Look for the word "below" in the entries and copy each line where it appears.

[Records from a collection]
# # # #
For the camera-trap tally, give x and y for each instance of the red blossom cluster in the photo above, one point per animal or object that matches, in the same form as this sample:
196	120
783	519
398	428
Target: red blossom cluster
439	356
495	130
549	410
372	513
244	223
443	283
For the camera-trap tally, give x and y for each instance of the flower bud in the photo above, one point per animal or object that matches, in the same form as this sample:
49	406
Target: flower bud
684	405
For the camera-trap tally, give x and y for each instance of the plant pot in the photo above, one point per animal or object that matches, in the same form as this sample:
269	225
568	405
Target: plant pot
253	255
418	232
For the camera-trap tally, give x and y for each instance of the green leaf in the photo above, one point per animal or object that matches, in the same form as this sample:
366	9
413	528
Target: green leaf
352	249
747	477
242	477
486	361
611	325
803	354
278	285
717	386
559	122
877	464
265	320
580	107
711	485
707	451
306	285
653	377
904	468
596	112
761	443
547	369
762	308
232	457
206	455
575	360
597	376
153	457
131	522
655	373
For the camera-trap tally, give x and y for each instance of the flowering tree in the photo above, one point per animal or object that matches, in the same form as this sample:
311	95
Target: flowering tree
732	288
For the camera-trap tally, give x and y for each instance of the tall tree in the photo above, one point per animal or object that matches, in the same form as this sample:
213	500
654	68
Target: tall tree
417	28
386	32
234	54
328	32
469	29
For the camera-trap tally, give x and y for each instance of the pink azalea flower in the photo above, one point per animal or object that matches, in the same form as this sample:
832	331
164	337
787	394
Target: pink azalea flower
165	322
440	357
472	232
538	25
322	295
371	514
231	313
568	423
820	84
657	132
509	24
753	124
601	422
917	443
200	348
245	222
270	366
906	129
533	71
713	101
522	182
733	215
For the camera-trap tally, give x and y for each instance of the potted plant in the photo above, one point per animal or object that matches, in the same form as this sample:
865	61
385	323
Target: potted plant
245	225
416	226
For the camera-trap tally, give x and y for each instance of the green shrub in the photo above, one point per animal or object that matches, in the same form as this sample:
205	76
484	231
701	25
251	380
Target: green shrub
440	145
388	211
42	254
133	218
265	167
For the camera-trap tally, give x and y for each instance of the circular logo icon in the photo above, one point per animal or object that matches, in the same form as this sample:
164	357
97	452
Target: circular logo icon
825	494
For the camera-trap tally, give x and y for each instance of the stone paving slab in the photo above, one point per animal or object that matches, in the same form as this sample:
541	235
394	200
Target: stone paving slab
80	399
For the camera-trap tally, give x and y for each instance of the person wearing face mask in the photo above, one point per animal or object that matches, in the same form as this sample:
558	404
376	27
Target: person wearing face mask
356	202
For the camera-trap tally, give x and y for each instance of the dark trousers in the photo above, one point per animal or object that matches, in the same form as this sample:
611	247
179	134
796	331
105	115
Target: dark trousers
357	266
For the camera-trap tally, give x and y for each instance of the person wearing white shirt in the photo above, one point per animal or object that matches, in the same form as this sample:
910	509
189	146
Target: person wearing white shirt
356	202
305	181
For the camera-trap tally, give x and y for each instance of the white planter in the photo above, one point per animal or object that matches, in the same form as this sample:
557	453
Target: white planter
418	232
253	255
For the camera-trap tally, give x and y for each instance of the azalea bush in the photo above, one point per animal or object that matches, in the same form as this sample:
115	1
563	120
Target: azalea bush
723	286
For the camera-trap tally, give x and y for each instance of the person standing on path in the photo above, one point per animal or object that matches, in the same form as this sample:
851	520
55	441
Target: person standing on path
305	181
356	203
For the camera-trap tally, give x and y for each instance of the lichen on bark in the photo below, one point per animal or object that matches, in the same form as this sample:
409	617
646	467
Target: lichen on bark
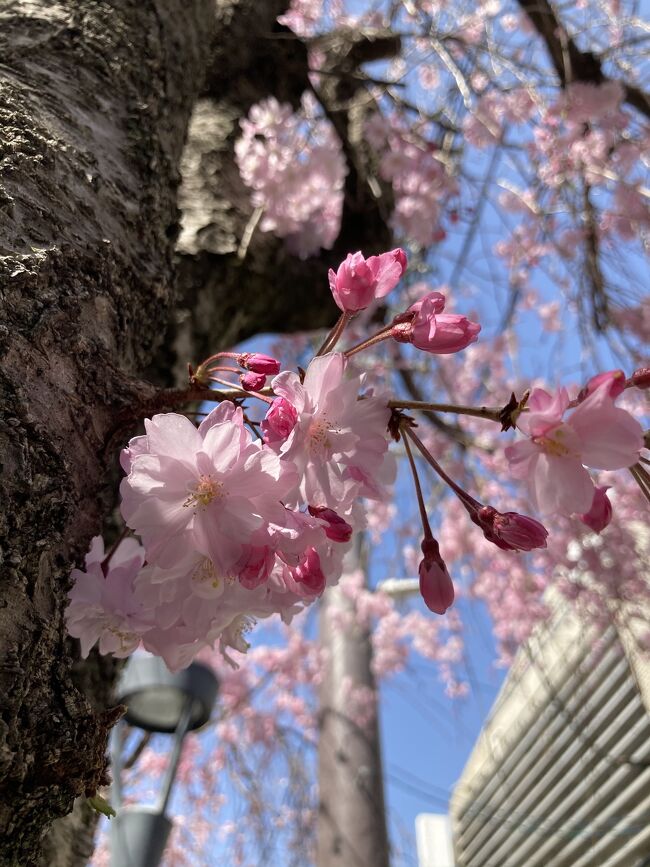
94	102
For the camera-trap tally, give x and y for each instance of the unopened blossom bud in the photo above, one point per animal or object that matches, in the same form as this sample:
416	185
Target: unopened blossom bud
279	421
252	381
400	257
428	328
600	513
436	586
337	529
259	363
309	573
358	280
615	380
510	530
641	377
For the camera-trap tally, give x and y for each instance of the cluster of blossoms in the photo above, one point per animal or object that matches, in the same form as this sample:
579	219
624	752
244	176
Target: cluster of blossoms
419	176
241	517
294	166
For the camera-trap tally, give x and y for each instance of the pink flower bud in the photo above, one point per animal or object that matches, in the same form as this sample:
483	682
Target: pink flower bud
428	328
279	421
600	513
252	381
400	257
510	530
309	573
358	280
436	586
641	377
259	363
615	380
338	530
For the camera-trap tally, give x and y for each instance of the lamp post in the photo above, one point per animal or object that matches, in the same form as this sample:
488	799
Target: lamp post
157	701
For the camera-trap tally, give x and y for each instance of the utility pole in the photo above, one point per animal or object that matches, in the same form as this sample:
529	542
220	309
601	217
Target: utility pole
352	828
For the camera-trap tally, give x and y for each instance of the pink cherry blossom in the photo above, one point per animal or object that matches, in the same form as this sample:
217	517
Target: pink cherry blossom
340	443
336	529
428	328
102	605
358	280
597	434
207	489
600	513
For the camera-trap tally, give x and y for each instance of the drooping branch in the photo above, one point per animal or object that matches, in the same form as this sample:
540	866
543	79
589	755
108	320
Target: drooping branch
570	63
94	101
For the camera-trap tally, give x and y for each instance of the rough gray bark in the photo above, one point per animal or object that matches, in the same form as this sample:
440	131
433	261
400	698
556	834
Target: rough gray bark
94	103
233	290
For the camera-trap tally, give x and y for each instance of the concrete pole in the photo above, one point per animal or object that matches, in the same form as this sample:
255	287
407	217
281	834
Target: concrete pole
352	828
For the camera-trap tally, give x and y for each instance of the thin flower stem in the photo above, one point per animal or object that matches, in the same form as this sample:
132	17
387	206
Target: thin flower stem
225	368
242	391
219	355
641	477
469	502
384	334
335	334
418	490
486	412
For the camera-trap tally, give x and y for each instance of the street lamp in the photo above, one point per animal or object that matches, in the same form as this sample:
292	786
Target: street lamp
157	701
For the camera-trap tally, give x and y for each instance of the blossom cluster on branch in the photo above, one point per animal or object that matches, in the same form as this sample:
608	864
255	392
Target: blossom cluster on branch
243	517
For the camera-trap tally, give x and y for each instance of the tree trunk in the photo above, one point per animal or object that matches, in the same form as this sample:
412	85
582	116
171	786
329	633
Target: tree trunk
95	99
94	103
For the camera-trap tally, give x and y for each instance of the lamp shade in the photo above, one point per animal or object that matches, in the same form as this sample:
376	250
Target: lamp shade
155	698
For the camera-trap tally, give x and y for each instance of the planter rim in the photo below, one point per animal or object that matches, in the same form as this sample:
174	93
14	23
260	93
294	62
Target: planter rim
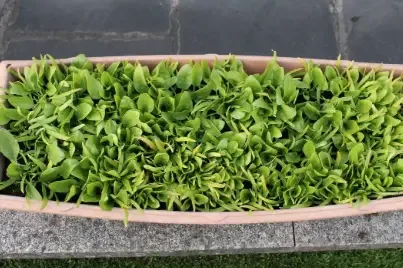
178	217
252	64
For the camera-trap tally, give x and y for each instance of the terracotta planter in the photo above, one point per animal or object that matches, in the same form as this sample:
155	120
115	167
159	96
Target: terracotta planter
252	64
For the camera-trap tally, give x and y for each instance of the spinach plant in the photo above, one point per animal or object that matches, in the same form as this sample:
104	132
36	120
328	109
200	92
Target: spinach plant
202	138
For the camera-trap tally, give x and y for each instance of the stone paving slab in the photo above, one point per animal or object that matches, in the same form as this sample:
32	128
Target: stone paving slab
370	231
93	16
30	235
26	49
374	30
293	28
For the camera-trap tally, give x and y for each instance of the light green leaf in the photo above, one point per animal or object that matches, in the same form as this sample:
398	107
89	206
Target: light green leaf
139	80
62	186
145	103
184	77
8	145
55	154
24	102
94	87
131	118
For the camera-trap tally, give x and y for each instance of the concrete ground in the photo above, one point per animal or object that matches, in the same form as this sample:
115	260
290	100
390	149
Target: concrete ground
357	29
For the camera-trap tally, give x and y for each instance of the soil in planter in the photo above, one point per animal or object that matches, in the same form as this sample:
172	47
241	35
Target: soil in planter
202	138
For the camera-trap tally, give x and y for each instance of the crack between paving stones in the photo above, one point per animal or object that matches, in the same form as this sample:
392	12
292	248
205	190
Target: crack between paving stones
8	15
175	26
340	27
20	36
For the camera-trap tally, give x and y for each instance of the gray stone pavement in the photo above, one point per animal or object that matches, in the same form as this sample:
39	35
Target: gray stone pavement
360	30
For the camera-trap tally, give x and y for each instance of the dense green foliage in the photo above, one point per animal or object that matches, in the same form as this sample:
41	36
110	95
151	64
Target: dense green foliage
201	138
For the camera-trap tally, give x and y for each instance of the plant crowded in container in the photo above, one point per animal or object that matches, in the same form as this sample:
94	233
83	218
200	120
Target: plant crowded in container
199	137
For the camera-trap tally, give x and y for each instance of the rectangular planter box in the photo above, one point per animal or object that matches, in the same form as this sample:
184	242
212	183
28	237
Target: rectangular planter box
252	64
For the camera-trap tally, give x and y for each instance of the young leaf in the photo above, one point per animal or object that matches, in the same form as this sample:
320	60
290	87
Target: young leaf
24	102
62	186
184	77
32	192
55	154
94	87
8	145
139	80
145	103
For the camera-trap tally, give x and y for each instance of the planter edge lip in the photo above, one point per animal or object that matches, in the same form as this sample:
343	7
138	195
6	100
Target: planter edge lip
16	203
174	217
186	58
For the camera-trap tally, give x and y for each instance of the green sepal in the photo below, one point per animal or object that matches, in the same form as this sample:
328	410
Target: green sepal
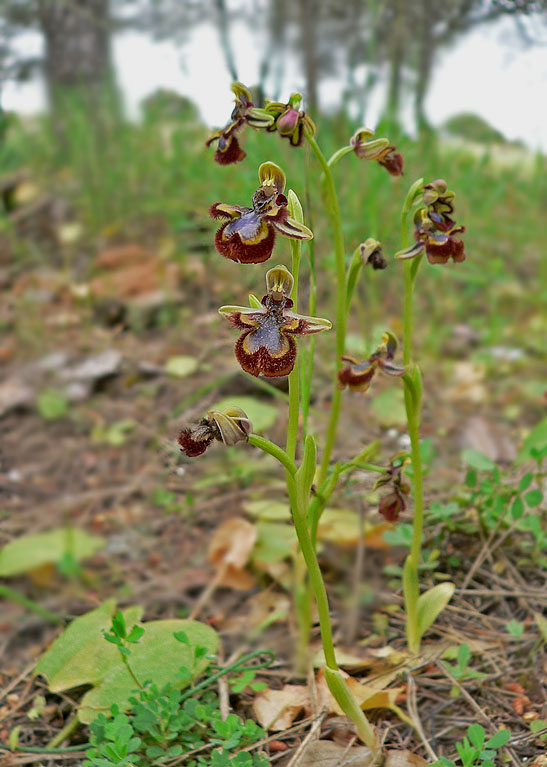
431	604
295	207
414	194
255	302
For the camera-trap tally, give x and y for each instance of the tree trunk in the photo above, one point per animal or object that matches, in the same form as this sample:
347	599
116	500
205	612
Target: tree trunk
426	52
397	58
225	41
77	35
309	11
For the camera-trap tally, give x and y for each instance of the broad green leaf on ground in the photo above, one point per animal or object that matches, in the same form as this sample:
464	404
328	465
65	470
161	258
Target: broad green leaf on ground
91	663
261	414
158	657
32	551
389	406
51	404
269	511
181	366
81	655
536	439
80	632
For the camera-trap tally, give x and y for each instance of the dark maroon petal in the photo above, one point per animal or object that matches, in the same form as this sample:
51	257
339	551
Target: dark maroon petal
393	163
250	227
357	377
392	505
262	361
244	252
439	252
195	441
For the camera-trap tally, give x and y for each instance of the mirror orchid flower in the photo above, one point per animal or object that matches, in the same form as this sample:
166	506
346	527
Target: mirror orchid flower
371	253
248	237
439	246
229	426
267	345
358	375
440	203
289	121
392	504
228	149
366	147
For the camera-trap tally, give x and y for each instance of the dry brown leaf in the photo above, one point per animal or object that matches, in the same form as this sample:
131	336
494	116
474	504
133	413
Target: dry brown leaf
343	527
369	695
325	753
404	759
277	709
230	550
122	255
# # # #
* Completed task
For the camera-trap tally, give x and y for each instance of the lichen on bark in the photo below, one point per animal or object that matches, in the same form as this sample:
For the camera-trap tally, give x and y for each instance of the planter rim in the photo below, one point per animal or object that matches, in the same form as this sample:
For the camera-trap tally, give x and y for each instance of the green sepal in the photo below, one point per animal or object that matches, in the same form as this sample:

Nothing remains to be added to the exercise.